--- Document segment ---

Charles Sturt University Pro Vice-Chancellor of Indigenous Engagement, Professor Juanita Sherwood, says ‘Black Lives Matter’ is a vital message, and Associate Professor Faye McMillan, Director of the University’s Djirruwang program, reminds us resilience is not something new to Aboriginal and Torres Strait Islander peoples.
Professor Sherwood said it is vitally important to acknowledge the movement ‘Black Lives Matter’ when celebrating International Day of the World’s Indigenous Peoples 2020 on Sunday 9 August.
“The Black Lives Matter movement has internationally raised awareness of the plight of Black Americans’ war with white American supremacy, and institutional racism,” she said.
“It was and is the unchecked racism in western law and justice systems that caused the dehumanising death of Mr George Floyd, and protests around the world have acknowledged the death of Mr Floyd, and many others, as an ongoing travesty.
“In Australia, we also acknowledge the death of George Floyd, along with some 450 deaths of First Nations Australians in the hands of the western law authorities.
“This alarming murder recorded on a phone, brought back post-traumatic stress disorder (PTSD) whiplash memories for many Indigenous Australians.
“We watched George Floyd being killed by a white police officer in 8 minutes and 46 seconds and we immediately were there.
“This same story is happening here in Australia; just in the last five months we have lost five of our people in the western justice system.
“We remembered, David Dungay killed by five corrections officers, TJ Hickey killed by police, and so, so many others.
“What do we want to celebrate on this special day? We need our voices heard. We need equitable justice.
“Our protests are important, more so than a football match that is able to proceed without legal ambushing, unlike the Black Lives Matter protests.
“Black Lives Matter is a vital message to celebrate on this day.”

---

Extend the article on Black Lives Matter and the International Day of the World's Indigenous Peoples, starting after its final sentence.

--- Dataset content ---

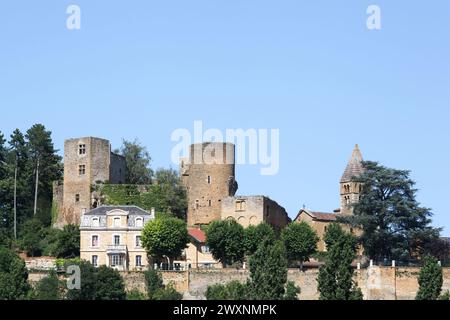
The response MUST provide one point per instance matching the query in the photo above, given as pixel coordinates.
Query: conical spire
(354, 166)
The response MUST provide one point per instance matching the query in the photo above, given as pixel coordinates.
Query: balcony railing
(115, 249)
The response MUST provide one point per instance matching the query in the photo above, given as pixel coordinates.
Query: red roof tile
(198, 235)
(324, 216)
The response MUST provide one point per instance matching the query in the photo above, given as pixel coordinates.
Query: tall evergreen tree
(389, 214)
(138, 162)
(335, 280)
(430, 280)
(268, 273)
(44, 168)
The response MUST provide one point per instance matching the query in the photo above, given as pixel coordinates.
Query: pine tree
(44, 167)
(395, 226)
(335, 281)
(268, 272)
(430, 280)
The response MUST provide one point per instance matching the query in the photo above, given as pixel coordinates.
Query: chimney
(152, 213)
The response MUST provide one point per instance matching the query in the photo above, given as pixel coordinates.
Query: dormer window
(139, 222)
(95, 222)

---
--- Dataset content ---

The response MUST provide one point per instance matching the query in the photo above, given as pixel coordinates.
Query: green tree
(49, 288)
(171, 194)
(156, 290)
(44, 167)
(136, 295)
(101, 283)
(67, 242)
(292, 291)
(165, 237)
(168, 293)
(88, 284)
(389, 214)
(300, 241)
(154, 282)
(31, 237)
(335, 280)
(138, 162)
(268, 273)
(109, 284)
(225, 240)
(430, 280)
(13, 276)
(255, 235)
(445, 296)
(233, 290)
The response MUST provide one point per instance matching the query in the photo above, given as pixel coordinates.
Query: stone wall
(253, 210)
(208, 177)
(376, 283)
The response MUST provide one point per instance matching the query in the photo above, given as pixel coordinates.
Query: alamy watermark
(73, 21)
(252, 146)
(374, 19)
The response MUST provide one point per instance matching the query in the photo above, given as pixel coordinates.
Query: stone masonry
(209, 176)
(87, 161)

---

Answer to the exercise
Professor McMillan noted that Sunday 9 August marks a significant day that commemorates the 1982 meeting of the UN Working Group on Indigenous Populations, with this year’s theme being ‘COVID-19 and indigenous peoples’ resilience’.
“Resilience is not something new to Aboriginal and Torres Strait Islander peoples,” Professor McMillan said
“Resilience is much more than a state of mind. I It is the actions and intentionality of our deeds that demonstrates continuity of culture and our enduring sovereignty.
“Looking inwardly within Australia since the last International Day of the World’s Indigenous Peoples in 2019, many of our Nations have experienced drought, bush fires, COVID-19 and continued racism within our communities.
“While recognition of Indigenous Peoples globally is essential to the ongoing fight against injustices, it is not enough that this is but one day each year.”
Professor McMillan said the significant contribution of Indigenous knowledge should not be underestimated.
“As the world finds itself in unprecedented times, the knowledge of Indigenous Leaders is being harnessed to re-think the ways of the future,” she said.
“Like our ancestors before us, we will continue to call out injustices, racism, and lead with kindness, dignity and generosity to ensure that the world we leave for future generations is one that honours the spirit of ‘yindyamarra winhanganha’ - ‘The wisdom of respectfully knowing how to live well in a world worth living in’,” she said.
“However, as was once said, “Don’t mistake my silence for ignorance, don’t mistake my calmness for acceptance, and don’t mistake my kindness for weakness” (unknown); we are the oldest surviving culture in the world!”